◆ **Material for this exercise**:

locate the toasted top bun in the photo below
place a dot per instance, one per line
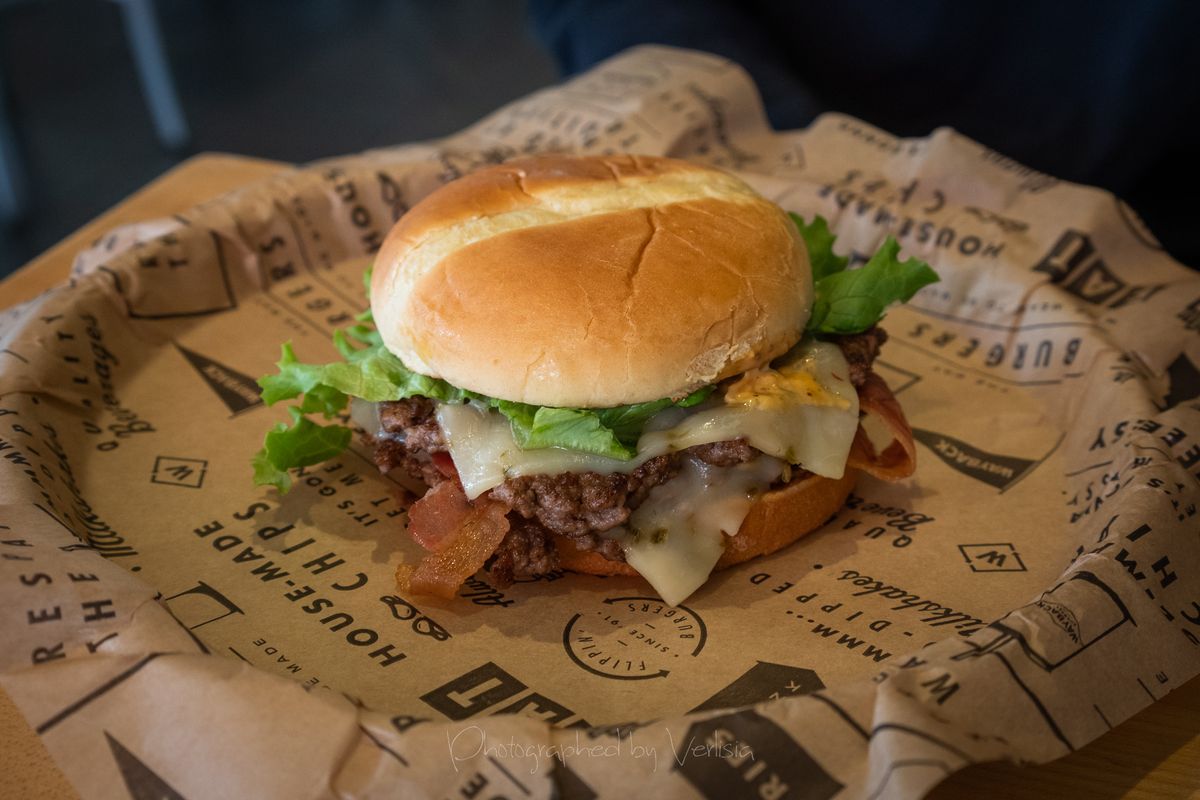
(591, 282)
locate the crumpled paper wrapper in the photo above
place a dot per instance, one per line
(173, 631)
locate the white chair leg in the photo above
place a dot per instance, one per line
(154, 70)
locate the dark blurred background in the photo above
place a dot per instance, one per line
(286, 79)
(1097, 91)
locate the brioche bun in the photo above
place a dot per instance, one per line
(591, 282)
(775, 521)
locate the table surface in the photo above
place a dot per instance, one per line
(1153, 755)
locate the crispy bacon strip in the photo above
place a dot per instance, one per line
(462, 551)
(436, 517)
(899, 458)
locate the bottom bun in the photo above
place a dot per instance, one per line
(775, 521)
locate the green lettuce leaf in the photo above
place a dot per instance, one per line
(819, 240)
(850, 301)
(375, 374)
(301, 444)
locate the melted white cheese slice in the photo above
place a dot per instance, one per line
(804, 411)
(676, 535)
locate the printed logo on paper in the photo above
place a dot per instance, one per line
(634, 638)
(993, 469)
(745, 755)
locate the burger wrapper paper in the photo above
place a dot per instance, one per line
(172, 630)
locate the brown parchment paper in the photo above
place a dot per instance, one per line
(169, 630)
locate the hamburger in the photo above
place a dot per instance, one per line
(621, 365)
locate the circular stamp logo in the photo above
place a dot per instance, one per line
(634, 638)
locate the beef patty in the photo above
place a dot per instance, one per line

◆ **Exercise description**: Starting at the line containing "locate the dark" and ending at the line containing "(1153, 755)", reproduce every line, increasing each number in the answer coordinates by 134 and leaving all other lines unchanged.

◆ **Task response**:
locate the dark blurred background in the photo above
place a dot per instance, one per line
(420, 213)
(1231, 225)
locate the brioche bun in the photo above
place a dot per instance, one per line
(725, 416)
(909, 655)
locate the table surface in the photo above
place a dot per instance, one per line
(1287, 889)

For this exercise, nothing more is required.